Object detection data
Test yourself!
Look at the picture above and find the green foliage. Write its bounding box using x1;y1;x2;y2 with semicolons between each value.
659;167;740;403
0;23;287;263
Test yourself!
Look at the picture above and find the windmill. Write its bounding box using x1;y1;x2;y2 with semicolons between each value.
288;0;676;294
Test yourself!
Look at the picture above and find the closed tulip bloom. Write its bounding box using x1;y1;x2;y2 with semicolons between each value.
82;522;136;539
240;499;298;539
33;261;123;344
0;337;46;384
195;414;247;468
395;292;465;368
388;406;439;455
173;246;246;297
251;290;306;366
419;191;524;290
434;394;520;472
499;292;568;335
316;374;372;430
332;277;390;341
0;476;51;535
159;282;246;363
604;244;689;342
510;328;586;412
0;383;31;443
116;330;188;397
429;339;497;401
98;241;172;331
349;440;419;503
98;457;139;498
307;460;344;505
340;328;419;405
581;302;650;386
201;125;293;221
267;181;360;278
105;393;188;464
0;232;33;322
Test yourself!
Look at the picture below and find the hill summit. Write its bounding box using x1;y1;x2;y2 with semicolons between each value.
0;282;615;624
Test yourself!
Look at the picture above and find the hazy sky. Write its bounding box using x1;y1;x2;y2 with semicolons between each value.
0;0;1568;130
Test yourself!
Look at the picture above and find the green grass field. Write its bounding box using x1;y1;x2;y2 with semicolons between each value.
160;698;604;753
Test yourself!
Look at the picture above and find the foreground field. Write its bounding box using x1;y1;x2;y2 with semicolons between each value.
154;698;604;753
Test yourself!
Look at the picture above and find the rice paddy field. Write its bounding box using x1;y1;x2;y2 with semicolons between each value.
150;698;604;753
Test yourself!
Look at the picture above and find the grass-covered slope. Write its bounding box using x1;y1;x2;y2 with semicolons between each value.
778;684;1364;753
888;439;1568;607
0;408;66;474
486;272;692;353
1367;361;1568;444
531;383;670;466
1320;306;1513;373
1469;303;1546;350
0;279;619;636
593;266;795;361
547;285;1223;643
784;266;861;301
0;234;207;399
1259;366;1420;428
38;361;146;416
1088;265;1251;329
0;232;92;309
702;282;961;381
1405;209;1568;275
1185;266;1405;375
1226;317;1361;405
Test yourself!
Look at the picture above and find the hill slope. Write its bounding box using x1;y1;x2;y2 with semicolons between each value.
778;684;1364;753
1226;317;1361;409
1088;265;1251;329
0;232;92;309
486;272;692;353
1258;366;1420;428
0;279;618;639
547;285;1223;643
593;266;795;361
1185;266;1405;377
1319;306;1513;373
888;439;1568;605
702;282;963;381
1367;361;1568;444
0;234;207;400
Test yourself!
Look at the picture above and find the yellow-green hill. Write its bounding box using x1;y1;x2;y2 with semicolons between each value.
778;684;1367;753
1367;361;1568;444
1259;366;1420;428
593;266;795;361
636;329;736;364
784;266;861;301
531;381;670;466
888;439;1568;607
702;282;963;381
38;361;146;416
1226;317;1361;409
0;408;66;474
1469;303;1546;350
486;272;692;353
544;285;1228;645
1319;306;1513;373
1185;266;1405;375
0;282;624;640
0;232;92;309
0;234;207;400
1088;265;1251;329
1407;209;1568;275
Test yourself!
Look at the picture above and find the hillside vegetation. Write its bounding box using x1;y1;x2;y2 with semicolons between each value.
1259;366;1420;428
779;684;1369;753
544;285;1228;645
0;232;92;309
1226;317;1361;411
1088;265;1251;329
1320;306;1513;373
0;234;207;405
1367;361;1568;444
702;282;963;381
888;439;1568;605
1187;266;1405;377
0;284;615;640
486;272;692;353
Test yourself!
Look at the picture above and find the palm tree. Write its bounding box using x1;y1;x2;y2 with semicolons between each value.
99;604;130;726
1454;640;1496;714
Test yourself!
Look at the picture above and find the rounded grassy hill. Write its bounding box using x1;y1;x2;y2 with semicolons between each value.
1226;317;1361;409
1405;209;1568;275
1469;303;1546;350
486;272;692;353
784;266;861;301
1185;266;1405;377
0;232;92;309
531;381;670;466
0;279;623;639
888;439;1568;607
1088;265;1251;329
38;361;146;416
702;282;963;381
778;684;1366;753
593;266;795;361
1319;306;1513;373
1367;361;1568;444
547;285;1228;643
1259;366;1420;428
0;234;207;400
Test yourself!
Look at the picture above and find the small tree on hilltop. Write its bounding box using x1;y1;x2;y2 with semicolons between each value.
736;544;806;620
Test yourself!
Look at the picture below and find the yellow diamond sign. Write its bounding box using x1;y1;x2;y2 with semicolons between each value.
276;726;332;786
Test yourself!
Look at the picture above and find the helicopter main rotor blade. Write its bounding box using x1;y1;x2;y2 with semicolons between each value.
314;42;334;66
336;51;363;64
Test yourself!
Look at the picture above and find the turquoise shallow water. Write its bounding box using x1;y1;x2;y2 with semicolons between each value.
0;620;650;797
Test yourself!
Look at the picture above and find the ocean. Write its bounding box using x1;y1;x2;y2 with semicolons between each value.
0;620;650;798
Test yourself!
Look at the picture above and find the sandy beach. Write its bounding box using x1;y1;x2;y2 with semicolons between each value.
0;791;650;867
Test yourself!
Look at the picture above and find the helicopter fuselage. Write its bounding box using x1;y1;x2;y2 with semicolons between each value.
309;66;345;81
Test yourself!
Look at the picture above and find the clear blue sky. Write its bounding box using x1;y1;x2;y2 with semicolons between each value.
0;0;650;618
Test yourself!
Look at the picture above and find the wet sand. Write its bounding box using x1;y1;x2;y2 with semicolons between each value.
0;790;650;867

PROBLEM TO SOLVE:
Pull out and copy every line of the listing above that contains the word "slope".

THE SOLUTION:
Look at the picture above and find the grass-covered slope. Write its bounding box using x1;y1;x2;y2 with semicolons between each value.
Look at the picture above and find the hill slope. Write its bounding box using x1;y1;x2;y2 with semicolons between each value.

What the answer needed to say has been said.